Beginning with the line where "Keypoint placement: for each instance of the palm" appears, repeat every remaining line of the entries exactly, the last line included.

───── Material to process ─────

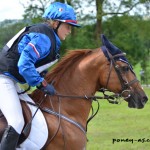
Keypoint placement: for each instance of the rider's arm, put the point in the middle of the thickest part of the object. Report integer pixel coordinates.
(32, 47)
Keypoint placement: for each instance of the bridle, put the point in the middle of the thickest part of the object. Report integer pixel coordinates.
(125, 85)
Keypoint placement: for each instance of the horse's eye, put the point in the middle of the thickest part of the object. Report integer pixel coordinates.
(125, 68)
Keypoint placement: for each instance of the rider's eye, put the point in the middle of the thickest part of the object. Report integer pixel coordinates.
(125, 69)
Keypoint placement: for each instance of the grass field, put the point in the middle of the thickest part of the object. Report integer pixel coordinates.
(128, 128)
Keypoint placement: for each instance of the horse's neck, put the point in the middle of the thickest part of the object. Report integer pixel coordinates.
(80, 80)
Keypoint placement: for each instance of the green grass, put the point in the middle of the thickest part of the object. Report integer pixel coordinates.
(119, 122)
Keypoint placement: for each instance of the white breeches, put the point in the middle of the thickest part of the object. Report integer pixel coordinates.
(10, 103)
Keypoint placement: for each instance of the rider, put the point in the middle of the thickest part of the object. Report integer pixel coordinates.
(33, 47)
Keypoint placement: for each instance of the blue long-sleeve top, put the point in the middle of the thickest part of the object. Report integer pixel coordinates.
(32, 48)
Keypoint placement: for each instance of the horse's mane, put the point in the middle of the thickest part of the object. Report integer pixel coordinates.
(68, 60)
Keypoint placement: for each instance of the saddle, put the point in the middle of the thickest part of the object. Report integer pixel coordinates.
(27, 117)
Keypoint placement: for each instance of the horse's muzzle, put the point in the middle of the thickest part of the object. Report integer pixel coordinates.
(138, 103)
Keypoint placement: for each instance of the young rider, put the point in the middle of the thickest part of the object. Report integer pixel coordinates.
(34, 46)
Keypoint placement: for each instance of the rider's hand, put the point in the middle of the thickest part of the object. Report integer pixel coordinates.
(47, 88)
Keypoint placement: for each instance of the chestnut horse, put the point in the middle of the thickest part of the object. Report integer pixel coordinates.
(76, 78)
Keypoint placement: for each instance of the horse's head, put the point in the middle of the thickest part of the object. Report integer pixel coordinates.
(120, 77)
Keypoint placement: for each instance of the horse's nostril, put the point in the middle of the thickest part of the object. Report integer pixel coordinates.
(145, 99)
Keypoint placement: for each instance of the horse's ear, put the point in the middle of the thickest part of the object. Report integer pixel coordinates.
(111, 47)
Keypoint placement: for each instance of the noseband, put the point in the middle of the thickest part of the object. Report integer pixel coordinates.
(125, 85)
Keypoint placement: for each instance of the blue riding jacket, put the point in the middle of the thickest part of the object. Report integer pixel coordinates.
(29, 52)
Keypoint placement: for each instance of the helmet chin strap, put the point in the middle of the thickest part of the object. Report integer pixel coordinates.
(56, 30)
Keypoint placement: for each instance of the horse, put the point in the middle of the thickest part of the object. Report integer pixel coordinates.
(77, 78)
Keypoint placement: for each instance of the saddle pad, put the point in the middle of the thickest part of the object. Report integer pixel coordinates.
(39, 131)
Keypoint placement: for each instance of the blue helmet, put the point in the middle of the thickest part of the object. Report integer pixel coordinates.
(61, 12)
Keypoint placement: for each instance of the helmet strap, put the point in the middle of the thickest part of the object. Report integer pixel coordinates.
(56, 30)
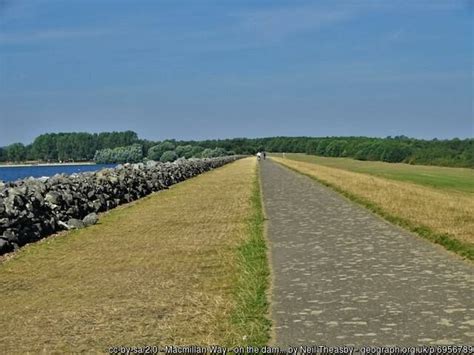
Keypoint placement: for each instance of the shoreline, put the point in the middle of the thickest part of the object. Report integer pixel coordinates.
(26, 165)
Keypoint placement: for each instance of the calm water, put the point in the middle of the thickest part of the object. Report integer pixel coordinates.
(15, 173)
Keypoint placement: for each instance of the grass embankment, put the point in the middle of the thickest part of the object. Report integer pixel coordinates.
(453, 179)
(184, 266)
(442, 216)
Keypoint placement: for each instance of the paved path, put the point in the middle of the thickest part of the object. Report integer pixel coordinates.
(345, 276)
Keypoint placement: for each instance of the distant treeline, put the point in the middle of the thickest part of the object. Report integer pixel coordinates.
(126, 146)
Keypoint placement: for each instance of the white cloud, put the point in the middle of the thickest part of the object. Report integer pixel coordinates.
(279, 23)
(45, 35)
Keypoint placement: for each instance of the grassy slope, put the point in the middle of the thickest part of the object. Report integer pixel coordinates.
(454, 179)
(164, 270)
(438, 215)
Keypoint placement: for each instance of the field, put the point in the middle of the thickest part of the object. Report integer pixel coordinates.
(443, 214)
(454, 179)
(183, 266)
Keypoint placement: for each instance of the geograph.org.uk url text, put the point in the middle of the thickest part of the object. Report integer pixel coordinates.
(321, 349)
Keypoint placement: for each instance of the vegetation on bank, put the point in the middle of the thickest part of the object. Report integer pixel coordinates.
(444, 178)
(167, 269)
(250, 314)
(442, 216)
(83, 146)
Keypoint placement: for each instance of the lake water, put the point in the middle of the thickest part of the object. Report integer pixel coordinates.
(15, 173)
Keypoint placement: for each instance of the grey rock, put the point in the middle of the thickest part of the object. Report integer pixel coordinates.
(90, 219)
(31, 209)
(5, 246)
(53, 197)
(10, 236)
(74, 223)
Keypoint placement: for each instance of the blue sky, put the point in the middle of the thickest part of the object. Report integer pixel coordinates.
(220, 69)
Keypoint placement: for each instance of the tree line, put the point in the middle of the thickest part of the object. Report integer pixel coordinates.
(126, 146)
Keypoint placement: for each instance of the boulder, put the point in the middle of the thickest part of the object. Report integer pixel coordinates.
(53, 197)
(31, 209)
(90, 219)
(5, 246)
(74, 223)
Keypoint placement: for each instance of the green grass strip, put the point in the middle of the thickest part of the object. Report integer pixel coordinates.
(250, 315)
(466, 250)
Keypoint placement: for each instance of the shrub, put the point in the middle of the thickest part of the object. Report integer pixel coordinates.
(168, 156)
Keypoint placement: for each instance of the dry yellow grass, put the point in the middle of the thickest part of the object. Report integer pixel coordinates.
(160, 271)
(444, 212)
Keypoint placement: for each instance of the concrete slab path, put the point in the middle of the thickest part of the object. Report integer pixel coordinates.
(343, 276)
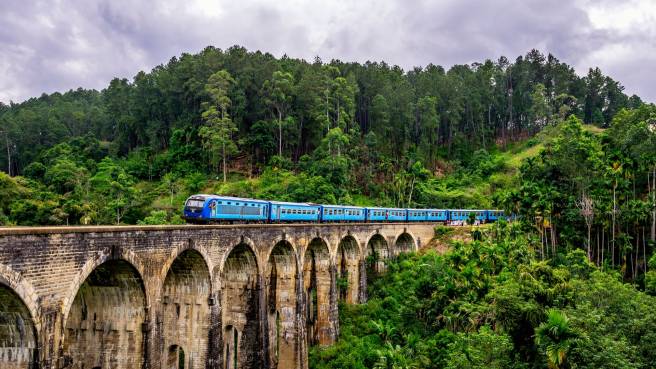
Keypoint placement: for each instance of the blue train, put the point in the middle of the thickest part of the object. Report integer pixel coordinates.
(225, 209)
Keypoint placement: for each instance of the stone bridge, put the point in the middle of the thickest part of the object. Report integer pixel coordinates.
(163, 297)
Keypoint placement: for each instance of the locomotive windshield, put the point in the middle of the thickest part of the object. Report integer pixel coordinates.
(195, 203)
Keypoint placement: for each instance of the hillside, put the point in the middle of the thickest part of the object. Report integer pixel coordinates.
(495, 304)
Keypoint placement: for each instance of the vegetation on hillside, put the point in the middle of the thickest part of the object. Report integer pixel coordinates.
(492, 134)
(286, 129)
(495, 303)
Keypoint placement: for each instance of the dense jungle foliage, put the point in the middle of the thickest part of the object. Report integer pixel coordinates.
(495, 304)
(573, 157)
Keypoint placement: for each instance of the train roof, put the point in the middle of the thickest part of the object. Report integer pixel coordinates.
(232, 198)
(344, 206)
(382, 208)
(293, 203)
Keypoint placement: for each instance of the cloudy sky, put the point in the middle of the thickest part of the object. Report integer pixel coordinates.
(56, 45)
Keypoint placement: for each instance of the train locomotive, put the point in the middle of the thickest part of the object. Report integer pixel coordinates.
(203, 208)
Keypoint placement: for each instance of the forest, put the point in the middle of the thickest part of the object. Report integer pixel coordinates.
(573, 157)
(495, 304)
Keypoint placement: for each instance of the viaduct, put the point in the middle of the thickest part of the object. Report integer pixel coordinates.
(184, 297)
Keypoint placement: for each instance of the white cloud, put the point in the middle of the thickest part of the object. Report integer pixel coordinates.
(58, 45)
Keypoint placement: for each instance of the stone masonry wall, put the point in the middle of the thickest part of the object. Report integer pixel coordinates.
(162, 297)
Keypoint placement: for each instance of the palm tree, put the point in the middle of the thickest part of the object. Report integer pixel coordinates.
(555, 337)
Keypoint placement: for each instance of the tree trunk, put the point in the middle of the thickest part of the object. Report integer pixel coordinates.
(652, 236)
(8, 154)
(612, 242)
(225, 173)
(280, 133)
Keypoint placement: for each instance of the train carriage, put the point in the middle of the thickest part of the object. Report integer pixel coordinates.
(438, 215)
(212, 208)
(494, 215)
(338, 213)
(462, 215)
(294, 212)
(418, 215)
(387, 215)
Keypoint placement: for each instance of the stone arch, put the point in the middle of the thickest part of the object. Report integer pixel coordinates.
(404, 243)
(91, 265)
(18, 332)
(280, 277)
(241, 308)
(185, 309)
(104, 324)
(176, 358)
(21, 287)
(317, 281)
(181, 249)
(347, 262)
(377, 253)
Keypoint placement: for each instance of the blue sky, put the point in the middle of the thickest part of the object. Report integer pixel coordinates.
(57, 45)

─────

## Task output:
Keypoint placement: for each instance of the palm tree, put the point in the middle of the thickest part of the object. Report integer pixel coordinates.
(555, 337)
Keypoint placement: for each instance of the tree trunk, put the point in the middle of the thickest part of the object. Report integer pixel coordinates.
(652, 236)
(8, 154)
(612, 242)
(225, 173)
(280, 133)
Keypoint placement: for each instance of the train carriage, put the point in the middle of the thickest part of the object. Report integer pixel coordinates.
(438, 215)
(212, 208)
(494, 215)
(338, 213)
(462, 215)
(294, 212)
(418, 215)
(387, 215)
Keypoint placement: for each instance of the stone arch, put the point in the middle of the thickest part of the object. Report integer pixel coordinates.
(404, 243)
(91, 265)
(18, 332)
(280, 277)
(241, 308)
(185, 309)
(104, 324)
(176, 358)
(21, 287)
(317, 281)
(181, 249)
(347, 262)
(377, 253)
Keypoint placement: for each instance of the blue sky, put the point in the middle of the thickest part of the object. Report integer pixel coordinates.
(57, 45)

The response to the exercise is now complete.